Provided data:
★ ★ ★ ★ ★

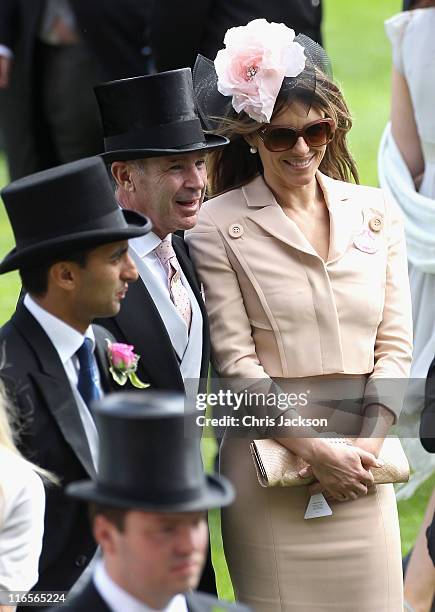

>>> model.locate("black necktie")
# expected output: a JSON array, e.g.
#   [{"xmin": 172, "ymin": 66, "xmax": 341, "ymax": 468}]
[{"xmin": 76, "ymin": 338, "xmax": 101, "ymax": 407}]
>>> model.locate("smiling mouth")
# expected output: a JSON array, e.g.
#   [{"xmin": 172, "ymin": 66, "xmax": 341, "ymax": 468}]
[
  {"xmin": 285, "ymin": 156, "xmax": 314, "ymax": 169},
  {"xmin": 176, "ymin": 197, "xmax": 201, "ymax": 208},
  {"xmin": 116, "ymin": 287, "xmax": 128, "ymax": 300},
  {"xmin": 172, "ymin": 561, "xmax": 200, "ymax": 574}
]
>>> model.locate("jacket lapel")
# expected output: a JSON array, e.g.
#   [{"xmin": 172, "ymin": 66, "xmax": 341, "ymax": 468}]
[
  {"xmin": 12, "ymin": 303, "xmax": 95, "ymax": 477},
  {"xmin": 317, "ymin": 172, "xmax": 364, "ymax": 263},
  {"xmin": 92, "ymin": 325, "xmax": 115, "ymax": 393},
  {"xmin": 110, "ymin": 270, "xmax": 184, "ymax": 390}
]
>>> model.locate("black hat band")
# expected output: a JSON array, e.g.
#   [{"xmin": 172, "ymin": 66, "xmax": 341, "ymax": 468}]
[
  {"xmin": 17, "ymin": 208, "xmax": 127, "ymax": 249},
  {"xmin": 97, "ymin": 481, "xmax": 205, "ymax": 506},
  {"xmin": 104, "ymin": 119, "xmax": 205, "ymax": 151}
]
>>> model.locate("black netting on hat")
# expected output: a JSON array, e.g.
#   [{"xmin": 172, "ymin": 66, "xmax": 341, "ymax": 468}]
[{"xmin": 192, "ymin": 34, "xmax": 332, "ymax": 131}]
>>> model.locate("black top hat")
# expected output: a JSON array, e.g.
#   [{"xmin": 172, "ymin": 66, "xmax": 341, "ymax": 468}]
[
  {"xmin": 94, "ymin": 68, "xmax": 229, "ymax": 162},
  {"xmin": 67, "ymin": 391, "xmax": 234, "ymax": 512},
  {"xmin": 0, "ymin": 157, "xmax": 151, "ymax": 274}
]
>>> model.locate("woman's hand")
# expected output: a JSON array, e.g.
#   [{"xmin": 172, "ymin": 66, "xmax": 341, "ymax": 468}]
[{"xmin": 299, "ymin": 440, "xmax": 381, "ymax": 501}]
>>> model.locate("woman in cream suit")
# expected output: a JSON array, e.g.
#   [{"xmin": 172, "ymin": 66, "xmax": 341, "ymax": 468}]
[{"xmin": 187, "ymin": 20, "xmax": 411, "ymax": 612}]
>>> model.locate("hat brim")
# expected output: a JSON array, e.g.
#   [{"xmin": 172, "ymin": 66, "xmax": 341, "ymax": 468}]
[
  {"xmin": 66, "ymin": 476, "xmax": 235, "ymax": 512},
  {"xmin": 100, "ymin": 134, "xmax": 230, "ymax": 164},
  {"xmin": 0, "ymin": 210, "xmax": 152, "ymax": 274}
]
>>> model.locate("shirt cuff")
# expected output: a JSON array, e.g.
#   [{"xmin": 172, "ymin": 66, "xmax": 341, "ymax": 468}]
[{"xmin": 0, "ymin": 45, "xmax": 14, "ymax": 58}]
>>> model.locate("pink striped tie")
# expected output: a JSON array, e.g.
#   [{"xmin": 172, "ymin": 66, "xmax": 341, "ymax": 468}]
[{"xmin": 154, "ymin": 238, "xmax": 192, "ymax": 329}]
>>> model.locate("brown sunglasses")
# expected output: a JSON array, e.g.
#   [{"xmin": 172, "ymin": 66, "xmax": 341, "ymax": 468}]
[{"xmin": 258, "ymin": 118, "xmax": 336, "ymax": 153}]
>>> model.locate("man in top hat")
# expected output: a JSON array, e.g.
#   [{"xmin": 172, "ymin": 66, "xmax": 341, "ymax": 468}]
[
  {"xmin": 0, "ymin": 157, "xmax": 150, "ymax": 591},
  {"xmin": 53, "ymin": 391, "xmax": 248, "ymax": 612},
  {"xmin": 95, "ymin": 68, "xmax": 228, "ymax": 593},
  {"xmin": 95, "ymin": 68, "xmax": 228, "ymax": 392}
]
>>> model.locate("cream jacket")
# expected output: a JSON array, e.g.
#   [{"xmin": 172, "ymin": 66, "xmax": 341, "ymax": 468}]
[{"xmin": 186, "ymin": 173, "xmax": 412, "ymax": 414}]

★ ★ ★ ★ ★

Aim:
List each line in the items above that contains the word "woman". Case matters.

Result:
>>> model.locate("woman's hand")
>>> model.locate("woman in cream suit")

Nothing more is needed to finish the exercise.